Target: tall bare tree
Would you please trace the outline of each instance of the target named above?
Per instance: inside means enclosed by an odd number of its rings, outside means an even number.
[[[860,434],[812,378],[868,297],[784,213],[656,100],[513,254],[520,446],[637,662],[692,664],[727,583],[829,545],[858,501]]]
◇ ◇ ◇
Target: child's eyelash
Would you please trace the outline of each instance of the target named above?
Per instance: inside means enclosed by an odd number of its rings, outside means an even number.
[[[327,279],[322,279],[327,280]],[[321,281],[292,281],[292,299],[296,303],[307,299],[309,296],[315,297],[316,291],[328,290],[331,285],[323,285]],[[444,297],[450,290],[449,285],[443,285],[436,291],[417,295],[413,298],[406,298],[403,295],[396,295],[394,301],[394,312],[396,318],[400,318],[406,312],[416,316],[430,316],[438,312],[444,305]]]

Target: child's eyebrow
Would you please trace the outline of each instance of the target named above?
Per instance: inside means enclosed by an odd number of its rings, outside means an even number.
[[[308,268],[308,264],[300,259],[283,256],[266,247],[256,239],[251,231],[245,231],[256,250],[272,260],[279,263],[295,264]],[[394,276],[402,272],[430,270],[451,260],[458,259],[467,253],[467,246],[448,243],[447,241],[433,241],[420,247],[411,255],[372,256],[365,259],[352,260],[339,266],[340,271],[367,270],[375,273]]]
◇ ◇ ◇
> _INSTRUCTION_: Pick out every line in the entries above that contains the string "child" and copy each one.

> _SOLUTION BELOW_:
Target: child's eyelash
Target: child's eyebrow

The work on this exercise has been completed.